→ OBJECTIF A
Transforme en liste numérotée les lignes des entrées, de la ligne qui contient « point per instance: staircase » jusqu'à la dernière ligne des entrées incluse, en omettant les lignes vides.

→ EXTRAIT DU TEXTE
◇ ◇ ◇ ◇ ◇ ◇ ◇

B)       En tant qu’administrateur de Farms, au moment des faits, l’appelant a‑t‑il agi avec diligence raisonnable?

 

[29]    La question de savoir si l’appelant a agi avec diligence raisonnable est essentiellement une question de fait devant être tranchée selon des normes juridiques. Le libellé du paragraphe 227.1(3) de la Loi et celui du paragraphe 323(3) de la LTA sont presque identiques, et ces deux dispositions offrent à l’administrateur un moyen de défense lui permettant d’échapper à la responsabilité prévue au paragraphe 227.1(1) de la Loi et au paragraphe 323(1) de la LTA. Ainsi, la question que la Cour doit se poser concernant ces deux dispositions est celle de savoir si l’appelant a agi avec le degré de soin, de diligence et d’habileté pour prévenir le manquement qu’une personne raisonnablement prudente aurait exercé dans des circonstances comparables de manière à lui permettre d’échapper à la responsabilité qui découle de l’omission de la société de verser la taxe nette et les retenues à la source.

 

[30]    En général, les administrateurs doivent prendre toutes les mesures raisonnables pour s’assurer que les retenues de la société et les autres montants exigibles relatifs aux taxes sont perçus, retenus et ensuite versés adéquatement. Ils devront démontrer qu’ils ont posé des actes précis pour prévenir cette omission. Selon les circonstances, diverses méthodes peuvent être appliquées pour arriver à cette fin, comme créer des comptes distincts pour les retenues à la source, faire en sorte que les administrateurs et les comptables, les agents financiers et les établissements de prêt de la société communiquent régulièrement entre eux et entretiennent des rapports réguliers ainsi que surveiller l’entreprise en obtenant une confirmation périodique que les versements sont effectués. Toutefois, même si la loi n’exige pas que l’une ou l’autre de ces méthodes soient utilisées, il n’en reste pas moins qu’elles peuvent amplement prévenir ce genre d’omission et permettre à l’administrateur de ne pas en être tenu responsable, car elles appuient sa prétention qu’il a agi avec la diligence qu’une personne raisonnablement prudente aurait exercée.

◇ ◇ ◇ ◇ ◇ ◇ ◇

→ DONNÉES SOURCES
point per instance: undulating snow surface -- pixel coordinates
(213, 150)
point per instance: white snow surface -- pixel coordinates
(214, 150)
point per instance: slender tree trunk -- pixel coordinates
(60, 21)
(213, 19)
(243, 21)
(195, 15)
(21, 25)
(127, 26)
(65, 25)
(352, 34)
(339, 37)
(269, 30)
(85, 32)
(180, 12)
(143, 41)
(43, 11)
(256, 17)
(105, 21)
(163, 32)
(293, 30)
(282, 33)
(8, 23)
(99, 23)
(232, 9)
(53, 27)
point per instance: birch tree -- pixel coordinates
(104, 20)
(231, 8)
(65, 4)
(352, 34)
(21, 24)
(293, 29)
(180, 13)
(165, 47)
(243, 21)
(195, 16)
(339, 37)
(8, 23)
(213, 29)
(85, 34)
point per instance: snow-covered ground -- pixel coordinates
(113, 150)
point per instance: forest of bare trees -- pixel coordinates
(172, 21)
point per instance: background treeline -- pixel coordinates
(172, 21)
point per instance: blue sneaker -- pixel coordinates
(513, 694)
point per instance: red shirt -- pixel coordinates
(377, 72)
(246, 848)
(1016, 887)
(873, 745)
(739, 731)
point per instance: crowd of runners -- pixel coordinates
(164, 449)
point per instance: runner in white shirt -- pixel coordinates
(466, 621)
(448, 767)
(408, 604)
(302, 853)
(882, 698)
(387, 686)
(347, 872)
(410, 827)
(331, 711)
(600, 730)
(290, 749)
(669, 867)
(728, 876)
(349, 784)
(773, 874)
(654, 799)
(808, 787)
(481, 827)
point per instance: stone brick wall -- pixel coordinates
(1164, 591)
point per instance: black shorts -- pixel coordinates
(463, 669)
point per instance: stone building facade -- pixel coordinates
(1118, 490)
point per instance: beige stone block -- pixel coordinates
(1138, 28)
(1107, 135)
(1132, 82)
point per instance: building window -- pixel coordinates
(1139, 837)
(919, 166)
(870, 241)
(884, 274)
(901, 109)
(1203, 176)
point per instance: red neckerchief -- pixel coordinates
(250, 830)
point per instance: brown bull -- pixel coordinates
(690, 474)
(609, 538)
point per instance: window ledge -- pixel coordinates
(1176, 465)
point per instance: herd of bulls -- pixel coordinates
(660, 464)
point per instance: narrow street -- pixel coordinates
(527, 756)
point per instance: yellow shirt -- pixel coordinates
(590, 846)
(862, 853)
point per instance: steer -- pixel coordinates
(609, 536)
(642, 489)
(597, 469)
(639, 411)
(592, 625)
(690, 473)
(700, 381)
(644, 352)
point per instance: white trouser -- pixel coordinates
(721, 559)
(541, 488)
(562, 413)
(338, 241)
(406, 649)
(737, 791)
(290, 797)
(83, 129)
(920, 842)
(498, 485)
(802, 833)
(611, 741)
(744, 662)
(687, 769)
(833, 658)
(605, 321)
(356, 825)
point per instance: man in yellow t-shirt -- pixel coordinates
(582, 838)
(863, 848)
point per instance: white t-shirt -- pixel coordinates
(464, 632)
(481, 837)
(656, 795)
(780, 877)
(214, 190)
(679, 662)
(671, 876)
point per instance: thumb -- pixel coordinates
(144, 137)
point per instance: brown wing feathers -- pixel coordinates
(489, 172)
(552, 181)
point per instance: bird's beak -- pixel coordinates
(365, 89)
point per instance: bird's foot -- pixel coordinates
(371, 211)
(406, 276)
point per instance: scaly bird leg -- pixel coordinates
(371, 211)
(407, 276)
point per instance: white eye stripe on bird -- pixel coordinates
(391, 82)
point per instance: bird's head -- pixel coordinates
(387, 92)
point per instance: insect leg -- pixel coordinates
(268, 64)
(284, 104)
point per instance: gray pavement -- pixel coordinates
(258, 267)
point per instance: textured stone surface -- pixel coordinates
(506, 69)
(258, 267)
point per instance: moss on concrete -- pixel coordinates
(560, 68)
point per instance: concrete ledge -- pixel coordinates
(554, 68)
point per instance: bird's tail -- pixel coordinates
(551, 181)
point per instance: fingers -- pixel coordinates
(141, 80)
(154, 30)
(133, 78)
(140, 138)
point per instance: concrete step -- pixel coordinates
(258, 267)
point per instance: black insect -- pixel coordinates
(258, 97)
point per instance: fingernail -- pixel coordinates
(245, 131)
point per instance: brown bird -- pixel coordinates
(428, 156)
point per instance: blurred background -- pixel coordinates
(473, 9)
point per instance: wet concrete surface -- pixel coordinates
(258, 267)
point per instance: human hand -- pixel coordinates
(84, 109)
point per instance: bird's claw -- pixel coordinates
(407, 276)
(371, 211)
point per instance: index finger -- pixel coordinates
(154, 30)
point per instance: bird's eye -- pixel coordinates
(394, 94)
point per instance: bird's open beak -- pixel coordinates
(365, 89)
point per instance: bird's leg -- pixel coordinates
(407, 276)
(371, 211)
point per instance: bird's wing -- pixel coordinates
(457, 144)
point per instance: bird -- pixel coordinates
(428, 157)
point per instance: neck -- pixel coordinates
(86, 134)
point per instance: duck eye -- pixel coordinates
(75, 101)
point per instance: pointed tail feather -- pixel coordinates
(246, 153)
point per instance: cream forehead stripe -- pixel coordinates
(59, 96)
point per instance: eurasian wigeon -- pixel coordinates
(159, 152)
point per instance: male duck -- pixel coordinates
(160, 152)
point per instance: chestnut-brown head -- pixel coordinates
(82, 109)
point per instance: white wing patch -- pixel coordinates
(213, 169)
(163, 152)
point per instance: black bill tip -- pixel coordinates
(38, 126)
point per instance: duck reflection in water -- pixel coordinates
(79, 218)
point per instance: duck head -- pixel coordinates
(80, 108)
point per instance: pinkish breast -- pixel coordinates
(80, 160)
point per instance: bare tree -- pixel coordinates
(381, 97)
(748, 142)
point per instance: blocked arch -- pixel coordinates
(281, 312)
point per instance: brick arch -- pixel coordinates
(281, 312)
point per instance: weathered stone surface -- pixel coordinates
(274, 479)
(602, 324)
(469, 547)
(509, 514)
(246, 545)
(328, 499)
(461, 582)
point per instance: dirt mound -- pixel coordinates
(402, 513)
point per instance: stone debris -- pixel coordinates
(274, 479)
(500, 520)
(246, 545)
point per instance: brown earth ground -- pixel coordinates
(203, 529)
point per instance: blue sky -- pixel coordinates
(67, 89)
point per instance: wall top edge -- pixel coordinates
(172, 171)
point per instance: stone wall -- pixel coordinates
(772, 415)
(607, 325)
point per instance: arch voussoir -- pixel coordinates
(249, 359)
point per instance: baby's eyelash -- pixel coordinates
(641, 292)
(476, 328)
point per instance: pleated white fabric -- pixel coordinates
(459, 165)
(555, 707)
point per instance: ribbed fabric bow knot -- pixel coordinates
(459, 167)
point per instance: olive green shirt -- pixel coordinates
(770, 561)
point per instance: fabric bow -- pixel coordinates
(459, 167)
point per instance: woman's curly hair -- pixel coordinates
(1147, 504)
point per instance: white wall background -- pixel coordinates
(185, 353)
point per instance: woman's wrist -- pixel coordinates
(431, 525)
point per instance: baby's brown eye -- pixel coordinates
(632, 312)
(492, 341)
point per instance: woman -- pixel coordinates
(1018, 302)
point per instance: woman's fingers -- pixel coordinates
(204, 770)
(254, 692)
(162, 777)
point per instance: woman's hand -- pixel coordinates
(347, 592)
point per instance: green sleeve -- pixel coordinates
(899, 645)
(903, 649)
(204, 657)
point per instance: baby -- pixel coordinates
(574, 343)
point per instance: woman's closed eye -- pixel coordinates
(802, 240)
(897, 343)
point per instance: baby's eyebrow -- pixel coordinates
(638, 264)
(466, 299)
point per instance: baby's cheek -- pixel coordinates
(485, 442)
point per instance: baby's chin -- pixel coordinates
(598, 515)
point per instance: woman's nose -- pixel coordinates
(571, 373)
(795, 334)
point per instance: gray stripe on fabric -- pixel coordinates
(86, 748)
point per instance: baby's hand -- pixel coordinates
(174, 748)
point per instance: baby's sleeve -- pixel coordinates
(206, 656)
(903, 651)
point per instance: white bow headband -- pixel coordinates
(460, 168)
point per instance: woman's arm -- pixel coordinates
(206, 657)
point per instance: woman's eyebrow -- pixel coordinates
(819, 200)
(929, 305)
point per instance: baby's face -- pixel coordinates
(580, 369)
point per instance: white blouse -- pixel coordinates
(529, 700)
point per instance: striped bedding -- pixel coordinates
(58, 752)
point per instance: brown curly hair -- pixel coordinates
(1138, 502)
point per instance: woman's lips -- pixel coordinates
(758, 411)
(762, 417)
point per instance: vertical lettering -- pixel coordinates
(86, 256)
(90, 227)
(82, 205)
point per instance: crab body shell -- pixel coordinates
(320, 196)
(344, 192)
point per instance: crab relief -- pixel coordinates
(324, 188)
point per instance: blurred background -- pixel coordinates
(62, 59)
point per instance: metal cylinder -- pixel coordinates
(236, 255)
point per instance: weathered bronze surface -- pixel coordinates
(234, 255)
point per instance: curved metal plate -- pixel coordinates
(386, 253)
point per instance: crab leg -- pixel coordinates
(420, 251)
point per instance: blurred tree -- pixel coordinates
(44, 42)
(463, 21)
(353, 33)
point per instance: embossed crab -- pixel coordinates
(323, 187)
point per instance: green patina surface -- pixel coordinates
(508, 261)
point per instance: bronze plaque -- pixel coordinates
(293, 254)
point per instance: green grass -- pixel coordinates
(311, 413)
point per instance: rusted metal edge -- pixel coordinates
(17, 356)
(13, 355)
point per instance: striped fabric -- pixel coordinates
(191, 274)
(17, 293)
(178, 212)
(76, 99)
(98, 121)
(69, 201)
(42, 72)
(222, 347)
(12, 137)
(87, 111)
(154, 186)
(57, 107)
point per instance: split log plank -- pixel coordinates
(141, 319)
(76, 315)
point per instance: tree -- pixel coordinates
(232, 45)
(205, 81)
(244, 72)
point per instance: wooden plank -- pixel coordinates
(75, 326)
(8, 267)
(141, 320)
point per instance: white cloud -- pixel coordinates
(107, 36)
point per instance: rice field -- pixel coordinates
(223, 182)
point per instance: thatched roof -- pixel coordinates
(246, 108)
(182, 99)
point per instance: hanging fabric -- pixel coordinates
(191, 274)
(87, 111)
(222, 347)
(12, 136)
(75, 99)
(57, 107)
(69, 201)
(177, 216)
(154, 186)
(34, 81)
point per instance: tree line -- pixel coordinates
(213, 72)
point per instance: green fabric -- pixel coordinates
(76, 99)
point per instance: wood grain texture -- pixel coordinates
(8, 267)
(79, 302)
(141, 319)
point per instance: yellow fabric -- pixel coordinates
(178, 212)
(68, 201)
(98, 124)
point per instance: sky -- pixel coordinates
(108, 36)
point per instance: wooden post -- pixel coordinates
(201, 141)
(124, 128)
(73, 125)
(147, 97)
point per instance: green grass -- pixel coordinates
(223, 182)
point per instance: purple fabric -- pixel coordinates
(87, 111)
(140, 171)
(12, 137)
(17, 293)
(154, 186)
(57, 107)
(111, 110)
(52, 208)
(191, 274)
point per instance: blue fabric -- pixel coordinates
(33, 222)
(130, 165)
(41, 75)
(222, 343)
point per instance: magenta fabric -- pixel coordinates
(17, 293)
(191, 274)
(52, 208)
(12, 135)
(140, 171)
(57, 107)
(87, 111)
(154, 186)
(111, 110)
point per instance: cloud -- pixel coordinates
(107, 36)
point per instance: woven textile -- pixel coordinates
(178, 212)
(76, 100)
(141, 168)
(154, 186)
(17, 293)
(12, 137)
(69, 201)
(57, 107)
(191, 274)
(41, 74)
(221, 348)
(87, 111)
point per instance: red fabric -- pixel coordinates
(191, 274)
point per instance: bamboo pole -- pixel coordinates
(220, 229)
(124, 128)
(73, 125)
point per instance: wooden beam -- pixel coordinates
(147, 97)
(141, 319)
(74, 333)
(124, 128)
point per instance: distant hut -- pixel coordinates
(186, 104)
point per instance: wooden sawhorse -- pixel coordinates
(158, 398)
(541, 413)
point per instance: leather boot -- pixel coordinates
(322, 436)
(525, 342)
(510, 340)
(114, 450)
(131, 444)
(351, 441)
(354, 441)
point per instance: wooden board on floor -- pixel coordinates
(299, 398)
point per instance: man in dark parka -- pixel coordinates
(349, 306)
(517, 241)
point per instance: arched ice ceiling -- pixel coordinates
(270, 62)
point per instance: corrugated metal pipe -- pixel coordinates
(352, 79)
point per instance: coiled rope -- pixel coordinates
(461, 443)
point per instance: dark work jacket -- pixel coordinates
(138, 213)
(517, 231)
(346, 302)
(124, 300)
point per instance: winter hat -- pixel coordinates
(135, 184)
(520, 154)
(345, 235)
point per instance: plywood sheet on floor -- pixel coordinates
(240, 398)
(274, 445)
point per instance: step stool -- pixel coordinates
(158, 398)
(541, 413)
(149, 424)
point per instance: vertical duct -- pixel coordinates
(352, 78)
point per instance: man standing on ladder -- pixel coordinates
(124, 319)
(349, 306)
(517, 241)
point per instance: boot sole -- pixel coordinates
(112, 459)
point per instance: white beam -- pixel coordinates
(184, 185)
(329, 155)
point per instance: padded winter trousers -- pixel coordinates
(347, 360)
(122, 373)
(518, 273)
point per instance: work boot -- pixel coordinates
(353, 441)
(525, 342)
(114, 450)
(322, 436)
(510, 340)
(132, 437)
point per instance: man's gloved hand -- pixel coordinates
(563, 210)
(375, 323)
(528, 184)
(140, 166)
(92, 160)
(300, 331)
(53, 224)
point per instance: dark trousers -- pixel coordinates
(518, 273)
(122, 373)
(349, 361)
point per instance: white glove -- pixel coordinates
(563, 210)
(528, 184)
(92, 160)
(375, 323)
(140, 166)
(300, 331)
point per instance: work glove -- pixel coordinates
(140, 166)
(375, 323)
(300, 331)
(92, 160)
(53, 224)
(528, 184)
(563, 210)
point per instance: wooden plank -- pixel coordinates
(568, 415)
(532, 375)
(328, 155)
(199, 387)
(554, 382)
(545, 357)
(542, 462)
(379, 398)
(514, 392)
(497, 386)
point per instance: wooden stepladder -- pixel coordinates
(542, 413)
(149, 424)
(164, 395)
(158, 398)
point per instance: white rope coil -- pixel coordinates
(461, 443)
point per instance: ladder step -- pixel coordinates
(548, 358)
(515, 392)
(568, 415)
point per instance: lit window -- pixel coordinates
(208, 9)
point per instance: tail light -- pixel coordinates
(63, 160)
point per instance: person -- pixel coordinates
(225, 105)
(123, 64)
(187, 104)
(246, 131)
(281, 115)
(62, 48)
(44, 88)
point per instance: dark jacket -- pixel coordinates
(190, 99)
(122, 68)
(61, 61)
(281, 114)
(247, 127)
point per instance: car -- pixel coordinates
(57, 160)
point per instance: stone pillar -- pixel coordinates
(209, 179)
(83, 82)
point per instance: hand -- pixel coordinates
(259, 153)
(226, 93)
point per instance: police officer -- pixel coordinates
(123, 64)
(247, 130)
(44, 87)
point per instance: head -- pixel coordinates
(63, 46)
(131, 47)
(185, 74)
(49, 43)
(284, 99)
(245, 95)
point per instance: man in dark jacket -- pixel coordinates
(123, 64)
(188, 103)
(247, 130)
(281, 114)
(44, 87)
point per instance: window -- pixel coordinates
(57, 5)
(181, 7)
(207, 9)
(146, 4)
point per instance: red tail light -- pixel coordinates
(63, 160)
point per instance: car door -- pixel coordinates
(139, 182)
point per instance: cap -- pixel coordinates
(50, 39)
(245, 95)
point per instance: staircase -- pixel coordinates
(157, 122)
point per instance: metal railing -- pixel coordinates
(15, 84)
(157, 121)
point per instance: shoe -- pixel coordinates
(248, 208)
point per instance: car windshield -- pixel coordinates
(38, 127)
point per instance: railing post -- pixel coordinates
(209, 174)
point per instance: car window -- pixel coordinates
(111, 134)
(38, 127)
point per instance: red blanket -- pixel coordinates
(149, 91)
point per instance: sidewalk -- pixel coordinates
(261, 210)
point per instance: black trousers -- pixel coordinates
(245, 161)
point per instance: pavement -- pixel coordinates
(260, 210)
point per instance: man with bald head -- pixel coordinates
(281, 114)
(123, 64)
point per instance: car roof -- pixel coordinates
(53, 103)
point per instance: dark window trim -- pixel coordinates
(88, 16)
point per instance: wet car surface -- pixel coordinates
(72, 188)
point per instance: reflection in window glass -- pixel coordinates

◇ ◇ ◇ ◇ ◇ ◇ ◇

→ OBJECTIF B
Traduis en anglais la phrase suivante, tirée de l'extrait sur la diligence raisonnable des administrateurs : « Ils devront démontrer qu’ils ont posé des actes précis pour prévenir cette omission. »

→ RÉPONSE ATTENDUE A
1. point per instance: staircase -- pixel coordinates
2. (157, 122)
3. point per instance: metal railing -- pixel coordinates
4. (15, 84)
5. (157, 121)
6. point per instance: shoe -- pixel coordinates
7. (248, 208)
8. point per instance: car windshield -- pixel coordinates
9. (38, 127)
10. point per instance: railing post -- pixel coordinates
11. (209, 174)
12. point per instance: car window -- pixel coordinates
13. (111, 134)
14. (38, 127)
15. point per instance: red blanket -- pixel coordinates
16. (149, 91)
17. point per instance: sidewalk -- pixel coordinates
18. (261, 210)
19. point per instance: black trousers -- pixel coordinates
20. (245, 161)
21. point per instance: pavement -- pixel coordinates
22. (260, 210)
23. point per instance: man with bald head -- pixel coordinates
24. (281, 114)
25. (123, 64)
26. point per instance: car roof -- pixel coordinates
27. (53, 103)
28. point per instance: dark window trim -- pixel coordinates
29. (88, 16)
30. point per instance: wet car surface -- pixel coordinates
31. (72, 188)
32. point per instance: reflection in window glass -- pixel coordinates

→ RÉPONSE ATTENDUE B
They will have to show that they took specific actions to prevent this failure.